EXERCISE PROMPT: Repeat the data exactly, leaving out any image.

DATA TO EXAMINE:
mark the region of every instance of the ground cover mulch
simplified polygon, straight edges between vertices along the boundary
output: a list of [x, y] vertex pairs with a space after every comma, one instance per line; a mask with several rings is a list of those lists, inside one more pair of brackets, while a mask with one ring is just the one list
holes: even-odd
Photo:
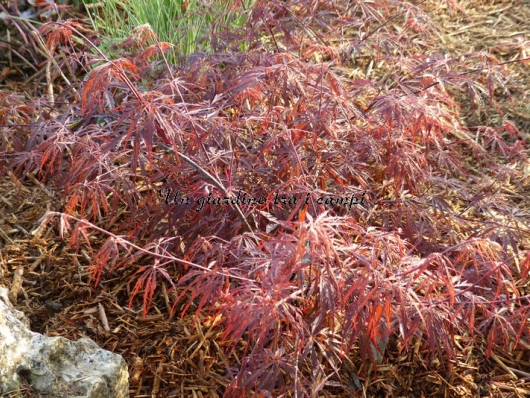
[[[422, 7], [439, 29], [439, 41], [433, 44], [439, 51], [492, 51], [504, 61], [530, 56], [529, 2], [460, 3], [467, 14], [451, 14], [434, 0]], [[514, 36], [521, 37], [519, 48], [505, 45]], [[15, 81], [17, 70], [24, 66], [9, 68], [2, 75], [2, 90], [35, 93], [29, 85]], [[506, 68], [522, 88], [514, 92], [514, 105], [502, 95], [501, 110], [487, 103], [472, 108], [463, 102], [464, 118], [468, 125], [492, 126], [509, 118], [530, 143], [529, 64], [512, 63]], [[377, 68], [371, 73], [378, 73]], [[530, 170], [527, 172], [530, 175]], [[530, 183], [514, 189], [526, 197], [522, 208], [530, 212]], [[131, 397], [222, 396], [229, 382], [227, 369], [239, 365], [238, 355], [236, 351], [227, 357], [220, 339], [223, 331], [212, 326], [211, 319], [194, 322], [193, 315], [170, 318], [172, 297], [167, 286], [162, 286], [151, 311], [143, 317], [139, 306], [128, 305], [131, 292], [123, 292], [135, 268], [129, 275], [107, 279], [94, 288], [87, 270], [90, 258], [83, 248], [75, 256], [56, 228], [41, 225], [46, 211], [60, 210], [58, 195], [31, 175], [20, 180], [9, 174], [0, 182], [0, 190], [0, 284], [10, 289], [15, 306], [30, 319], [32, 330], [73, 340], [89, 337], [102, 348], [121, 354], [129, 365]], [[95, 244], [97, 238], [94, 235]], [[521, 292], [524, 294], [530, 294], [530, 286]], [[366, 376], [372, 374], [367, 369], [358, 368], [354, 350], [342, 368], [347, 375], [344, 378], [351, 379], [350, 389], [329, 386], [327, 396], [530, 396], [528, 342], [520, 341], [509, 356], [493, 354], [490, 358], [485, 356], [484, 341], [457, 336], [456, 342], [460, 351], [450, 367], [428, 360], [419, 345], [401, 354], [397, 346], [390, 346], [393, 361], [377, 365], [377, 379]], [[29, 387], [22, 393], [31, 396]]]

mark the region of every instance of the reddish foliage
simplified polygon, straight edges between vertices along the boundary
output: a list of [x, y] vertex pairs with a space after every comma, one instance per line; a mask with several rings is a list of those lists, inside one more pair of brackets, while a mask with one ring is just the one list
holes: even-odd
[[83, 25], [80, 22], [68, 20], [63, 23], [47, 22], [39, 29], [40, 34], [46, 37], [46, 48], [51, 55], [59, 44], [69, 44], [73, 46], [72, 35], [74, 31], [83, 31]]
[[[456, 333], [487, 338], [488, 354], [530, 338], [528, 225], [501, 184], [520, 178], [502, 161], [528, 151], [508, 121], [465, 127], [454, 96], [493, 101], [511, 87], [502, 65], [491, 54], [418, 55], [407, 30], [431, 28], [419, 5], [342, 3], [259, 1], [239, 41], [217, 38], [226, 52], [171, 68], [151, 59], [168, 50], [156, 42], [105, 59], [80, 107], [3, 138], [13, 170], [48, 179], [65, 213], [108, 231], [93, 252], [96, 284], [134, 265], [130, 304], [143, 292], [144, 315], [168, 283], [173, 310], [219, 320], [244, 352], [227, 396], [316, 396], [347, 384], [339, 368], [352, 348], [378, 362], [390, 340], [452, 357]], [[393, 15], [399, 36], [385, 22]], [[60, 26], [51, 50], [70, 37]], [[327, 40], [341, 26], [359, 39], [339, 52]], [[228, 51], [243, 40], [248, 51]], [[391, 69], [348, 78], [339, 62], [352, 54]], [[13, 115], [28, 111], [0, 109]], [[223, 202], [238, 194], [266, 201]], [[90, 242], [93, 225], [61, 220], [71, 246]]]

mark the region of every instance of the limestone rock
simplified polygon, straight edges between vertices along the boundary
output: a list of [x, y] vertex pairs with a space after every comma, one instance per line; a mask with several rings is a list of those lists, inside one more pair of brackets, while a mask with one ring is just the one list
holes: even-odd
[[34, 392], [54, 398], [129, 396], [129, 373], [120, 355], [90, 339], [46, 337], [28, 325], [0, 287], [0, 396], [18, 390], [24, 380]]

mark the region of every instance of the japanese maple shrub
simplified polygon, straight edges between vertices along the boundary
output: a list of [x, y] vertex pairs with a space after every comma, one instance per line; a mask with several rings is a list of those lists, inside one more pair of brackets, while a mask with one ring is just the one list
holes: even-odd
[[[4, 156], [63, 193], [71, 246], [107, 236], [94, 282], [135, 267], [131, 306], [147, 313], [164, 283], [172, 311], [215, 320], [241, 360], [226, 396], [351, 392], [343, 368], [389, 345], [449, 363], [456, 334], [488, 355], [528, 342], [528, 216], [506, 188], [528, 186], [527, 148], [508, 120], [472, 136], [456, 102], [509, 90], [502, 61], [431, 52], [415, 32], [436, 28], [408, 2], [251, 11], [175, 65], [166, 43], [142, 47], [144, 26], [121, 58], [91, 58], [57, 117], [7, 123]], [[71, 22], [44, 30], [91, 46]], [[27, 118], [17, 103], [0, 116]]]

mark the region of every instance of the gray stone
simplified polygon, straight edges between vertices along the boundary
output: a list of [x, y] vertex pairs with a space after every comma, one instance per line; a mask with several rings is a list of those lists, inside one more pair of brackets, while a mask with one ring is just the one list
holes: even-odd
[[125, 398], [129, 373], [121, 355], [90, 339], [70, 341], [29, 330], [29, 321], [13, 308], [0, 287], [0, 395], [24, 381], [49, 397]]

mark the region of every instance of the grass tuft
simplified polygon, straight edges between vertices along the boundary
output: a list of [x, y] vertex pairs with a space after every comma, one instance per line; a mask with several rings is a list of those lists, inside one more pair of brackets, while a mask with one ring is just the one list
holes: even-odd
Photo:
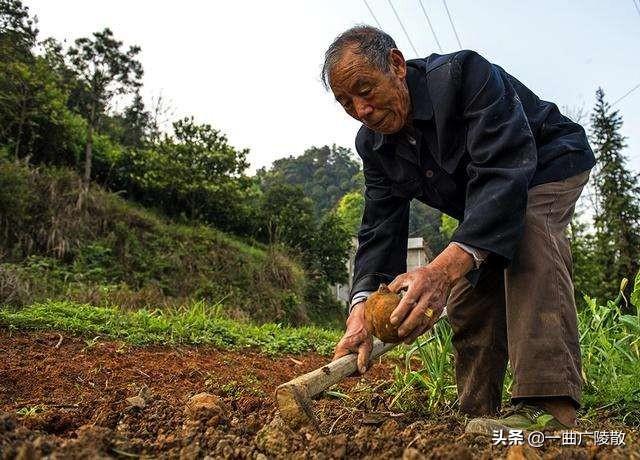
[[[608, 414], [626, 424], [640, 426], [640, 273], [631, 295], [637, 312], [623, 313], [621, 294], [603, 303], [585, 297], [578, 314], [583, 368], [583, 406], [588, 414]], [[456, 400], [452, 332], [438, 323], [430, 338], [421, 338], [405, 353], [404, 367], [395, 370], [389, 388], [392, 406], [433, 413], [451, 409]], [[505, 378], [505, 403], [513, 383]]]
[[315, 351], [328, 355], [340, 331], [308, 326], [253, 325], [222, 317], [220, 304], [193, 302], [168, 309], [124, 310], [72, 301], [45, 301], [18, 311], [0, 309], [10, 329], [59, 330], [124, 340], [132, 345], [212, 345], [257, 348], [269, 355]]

RESULT OF THE TASK:
mark the region of every instance of the ground cover mulch
simplified polygon, straight edges between vertices along the boundary
output: a list of [x, y] vertex pairs with a space after every comma, one instance per line; a mask with several rings is a list of those lists, inside one more pair of brackets, while a mask with one ring is just the one list
holes: even-odd
Photo:
[[[422, 7], [439, 29], [439, 41], [433, 44], [439, 51], [492, 51], [504, 61], [530, 56], [529, 2], [460, 3], [467, 14], [451, 14], [434, 0]], [[514, 36], [521, 37], [519, 48], [505, 45]], [[15, 81], [17, 70], [24, 66], [9, 68], [2, 75], [2, 90], [35, 93], [29, 85]], [[506, 68], [522, 88], [514, 92], [514, 105], [502, 95], [501, 110], [487, 103], [472, 108], [463, 102], [464, 118], [468, 125], [492, 126], [509, 118], [530, 143], [529, 64], [512, 63]], [[377, 68], [371, 73], [378, 73]], [[530, 170], [527, 172], [530, 175]], [[530, 183], [514, 189], [526, 197], [522, 208], [530, 212]], [[131, 397], [222, 396], [229, 382], [227, 369], [239, 365], [238, 355], [236, 351], [227, 357], [220, 339], [223, 331], [212, 326], [211, 319], [194, 322], [193, 315], [170, 318], [172, 297], [167, 286], [162, 286], [151, 311], [143, 317], [139, 306], [128, 305], [131, 292], [123, 292], [135, 268], [129, 275], [107, 279], [94, 288], [87, 270], [90, 258], [83, 248], [75, 256], [56, 228], [41, 225], [46, 211], [60, 210], [58, 195], [31, 175], [20, 180], [9, 174], [0, 182], [0, 190], [0, 284], [10, 289], [15, 306], [30, 319], [32, 330], [73, 340], [89, 337], [102, 348], [121, 354], [129, 365]], [[95, 244], [97, 238], [94, 235]], [[521, 292], [524, 294], [530, 294], [530, 286]], [[366, 376], [372, 374], [367, 369], [358, 368], [354, 350], [342, 368], [347, 375], [344, 378], [351, 379], [350, 389], [329, 386], [327, 396], [530, 396], [528, 342], [520, 341], [509, 356], [493, 354], [490, 358], [485, 356], [484, 341], [457, 336], [456, 342], [460, 351], [450, 367], [428, 360], [419, 345], [401, 354], [397, 346], [390, 346], [393, 361], [377, 365], [377, 379]], [[29, 387], [22, 393], [31, 396]]]

mark the region of every instance of the reddish foliage
simplified polygon, straight edges between vertices along the boundary
output: a list of [x, y] vertex pairs with a space after every comma, one instance per line; a mask with several rings is a list of those lists, inside one more pair of brackets, while a mask with one ring is just the one list
holes: even-odd
[[83, 25], [80, 22], [68, 20], [63, 23], [47, 22], [39, 29], [40, 34], [46, 37], [46, 48], [51, 55], [59, 44], [69, 44], [73, 46], [72, 35], [74, 31], [83, 31]]
[[[456, 333], [487, 338], [488, 354], [530, 338], [528, 225], [501, 184], [520, 178], [502, 161], [528, 151], [508, 121], [465, 127], [454, 96], [493, 101], [511, 87], [502, 65], [491, 54], [418, 55], [407, 30], [431, 28], [419, 5], [342, 3], [259, 1], [239, 41], [217, 38], [226, 52], [171, 68], [151, 59], [168, 50], [156, 42], [105, 59], [80, 107], [3, 138], [13, 170], [48, 179], [65, 213], [108, 231], [93, 252], [96, 284], [134, 265], [130, 304], [143, 292], [144, 315], [168, 283], [173, 310], [219, 320], [244, 352], [227, 396], [316, 396], [347, 384], [339, 368], [352, 348], [378, 362], [390, 340], [452, 357]], [[393, 15], [399, 36], [385, 22]], [[60, 26], [51, 50], [70, 37]], [[327, 40], [341, 26], [359, 39], [339, 52]], [[228, 51], [243, 40], [248, 51]], [[391, 69], [348, 78], [339, 62], [352, 54]], [[13, 115], [28, 111], [0, 109]], [[223, 202], [238, 194], [266, 201]], [[90, 242], [93, 225], [61, 220], [71, 246]]]

mark the region of every instance of the limestone rock
simplified polygon, straight edges between vertices along the boundary
output: a list of [x, y] vertex pairs with a space after every comma, one instance per line; a mask with several rings is a list of those lists, inside one more pair of brackets, while a mask with one ring is just the one list
holes: even-odd
[[34, 392], [54, 398], [129, 396], [129, 373], [120, 355], [90, 339], [46, 337], [28, 325], [0, 287], [0, 396], [18, 390], [24, 380]]

mark the region of every instance of the japanese maple shrub
simplified polygon, straight edges between vertices along the boundary
output: a list of [x, y] vertex pairs with a space after every comma, one instance per line; a mask with several rings is a list of those lists, inside one more pair of brackets, while a mask with one ring is just the one list
holes: even-odd
[[[4, 156], [63, 193], [71, 246], [107, 236], [94, 282], [135, 267], [131, 306], [147, 313], [164, 283], [172, 311], [215, 320], [241, 360], [226, 396], [351, 392], [343, 368], [389, 345], [449, 363], [456, 334], [488, 355], [528, 342], [528, 216], [506, 188], [528, 186], [527, 148], [508, 120], [472, 136], [456, 102], [509, 90], [502, 61], [431, 52], [415, 32], [436, 28], [408, 2], [251, 11], [175, 65], [166, 43], [142, 47], [144, 26], [121, 58], [91, 58], [57, 117], [7, 123]], [[71, 22], [44, 30], [91, 46]], [[27, 118], [17, 103], [0, 116]]]

mark the region of every instance of the gray stone
simplified polygon, straight edges between vertices along the boundary
output: a list of [x, y] vertex pairs with a space after every comma, one instance per line; a mask with several rings is a list of those lists, inside one more pair of brackets, while a mask with one ring is just the one list
holes: even-odd
[[125, 398], [129, 373], [121, 355], [90, 339], [70, 341], [29, 330], [29, 321], [13, 308], [0, 287], [0, 395], [24, 381], [49, 397]]

mark the region of every instance of the grass tuft
simplified polygon, straight edges between vertices along the boundary
output: a list of [x, y] vertex pairs with a space after every comma, one instance per line; a mask with several rings is a list of those lists, inside one more pair of brackets, while a mask with one ring is just the one list
holes: even-odd
Photo:
[[[608, 414], [626, 424], [640, 426], [640, 273], [631, 295], [637, 312], [623, 313], [621, 294], [603, 303], [585, 297], [578, 314], [583, 368], [583, 406], [588, 414]], [[456, 400], [452, 332], [438, 323], [430, 338], [421, 338], [405, 353], [404, 367], [395, 370], [389, 388], [392, 406], [433, 413], [451, 409]], [[505, 378], [505, 403], [513, 383]]]
[[315, 351], [328, 355], [340, 331], [308, 326], [253, 325], [222, 317], [220, 304], [193, 302], [168, 309], [124, 310], [72, 301], [45, 301], [18, 311], [0, 309], [10, 329], [59, 330], [124, 340], [132, 345], [212, 345], [257, 348], [269, 355]]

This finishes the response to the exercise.